▶ _EXERCISE BRIEF_
Everything from the line containing "Thank you for the photograph above. Please mark the eye, and" down to the last line of the entries below must be transcribed exactly, and nothing else.

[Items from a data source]
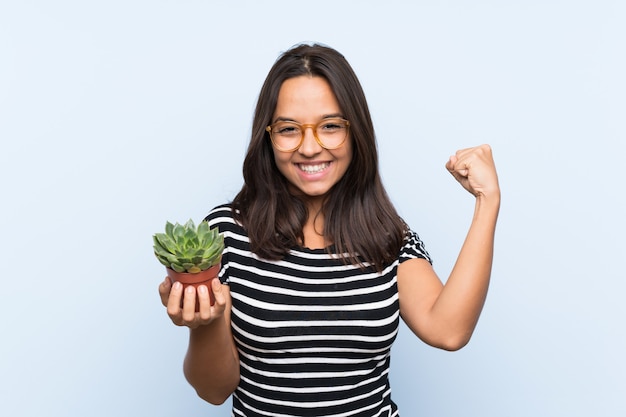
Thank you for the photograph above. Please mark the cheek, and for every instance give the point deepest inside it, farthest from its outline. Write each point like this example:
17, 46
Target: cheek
282, 161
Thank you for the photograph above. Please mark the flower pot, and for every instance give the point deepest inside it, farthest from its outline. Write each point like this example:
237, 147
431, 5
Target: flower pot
200, 278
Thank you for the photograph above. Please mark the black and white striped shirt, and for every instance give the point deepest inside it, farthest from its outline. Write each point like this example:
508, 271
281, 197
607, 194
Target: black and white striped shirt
313, 334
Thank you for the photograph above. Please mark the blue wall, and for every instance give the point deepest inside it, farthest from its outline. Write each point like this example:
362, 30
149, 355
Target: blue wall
116, 116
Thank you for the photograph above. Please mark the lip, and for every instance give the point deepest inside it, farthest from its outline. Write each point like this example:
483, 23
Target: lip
322, 168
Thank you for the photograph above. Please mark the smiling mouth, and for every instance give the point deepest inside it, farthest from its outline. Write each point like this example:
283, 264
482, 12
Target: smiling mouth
313, 169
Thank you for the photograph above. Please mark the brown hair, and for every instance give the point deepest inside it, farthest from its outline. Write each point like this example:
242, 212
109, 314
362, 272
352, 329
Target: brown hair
358, 215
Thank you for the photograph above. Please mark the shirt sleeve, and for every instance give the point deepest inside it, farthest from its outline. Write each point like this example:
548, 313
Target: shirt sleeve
221, 217
413, 248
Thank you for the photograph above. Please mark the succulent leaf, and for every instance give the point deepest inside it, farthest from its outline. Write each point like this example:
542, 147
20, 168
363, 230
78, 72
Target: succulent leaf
187, 248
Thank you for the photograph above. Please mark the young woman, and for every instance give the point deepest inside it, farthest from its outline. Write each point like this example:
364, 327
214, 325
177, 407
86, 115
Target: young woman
318, 266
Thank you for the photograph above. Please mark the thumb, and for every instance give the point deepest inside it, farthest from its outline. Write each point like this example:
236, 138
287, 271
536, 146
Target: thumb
218, 291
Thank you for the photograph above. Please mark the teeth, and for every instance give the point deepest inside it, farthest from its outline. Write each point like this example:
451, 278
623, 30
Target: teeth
312, 169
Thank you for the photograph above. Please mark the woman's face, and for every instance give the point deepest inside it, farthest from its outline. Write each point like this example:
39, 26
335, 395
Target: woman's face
311, 169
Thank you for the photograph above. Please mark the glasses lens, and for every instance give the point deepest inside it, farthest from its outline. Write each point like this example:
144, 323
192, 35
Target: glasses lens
286, 135
332, 132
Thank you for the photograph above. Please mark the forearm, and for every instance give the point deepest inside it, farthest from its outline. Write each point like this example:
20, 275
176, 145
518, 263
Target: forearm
461, 300
212, 364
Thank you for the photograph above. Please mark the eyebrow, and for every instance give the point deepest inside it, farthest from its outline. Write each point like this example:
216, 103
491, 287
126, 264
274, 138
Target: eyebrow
326, 116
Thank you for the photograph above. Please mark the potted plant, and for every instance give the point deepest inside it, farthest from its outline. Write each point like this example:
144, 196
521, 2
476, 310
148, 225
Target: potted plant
192, 255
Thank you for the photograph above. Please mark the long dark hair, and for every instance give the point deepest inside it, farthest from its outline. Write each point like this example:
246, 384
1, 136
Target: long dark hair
358, 216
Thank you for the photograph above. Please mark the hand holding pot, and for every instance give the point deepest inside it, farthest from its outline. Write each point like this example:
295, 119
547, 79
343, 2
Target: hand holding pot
181, 304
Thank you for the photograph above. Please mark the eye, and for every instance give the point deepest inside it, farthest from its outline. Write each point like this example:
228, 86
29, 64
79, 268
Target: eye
332, 126
287, 129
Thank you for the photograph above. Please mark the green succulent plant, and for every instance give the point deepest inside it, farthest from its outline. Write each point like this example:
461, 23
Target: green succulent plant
187, 248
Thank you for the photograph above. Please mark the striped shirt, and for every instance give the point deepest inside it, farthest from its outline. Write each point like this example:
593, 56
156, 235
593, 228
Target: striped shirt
313, 334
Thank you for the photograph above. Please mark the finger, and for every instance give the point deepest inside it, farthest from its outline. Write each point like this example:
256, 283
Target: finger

▶ _EXERCISE RESULT_
Thank you for the photograph above. Please mark the eye, and for every instance give the point deepest inside it, farthest from its outline. Write each point like this example:
228, 86
29, 64
79, 268
Target: eye
332, 126
287, 129
Thank you for the photograph above. Please mark the green succulent plant, and for every instance give the point deepest inside it, farthest from its outline. Write each point like this example:
461, 23
Target: green succulent plant
187, 248
Thank you for the photograph above. Please mark the striped shirt, and for every instance give the point deepest inside it, farthest from its outline. Write each point like this example:
593, 56
156, 235
593, 228
Target: striped shirt
313, 334
Thank you for the photograph above. Please mark the finger, and for every instance give the point deepest inside it, farthest from its outline. Write each point like this example:
256, 283
Target: finger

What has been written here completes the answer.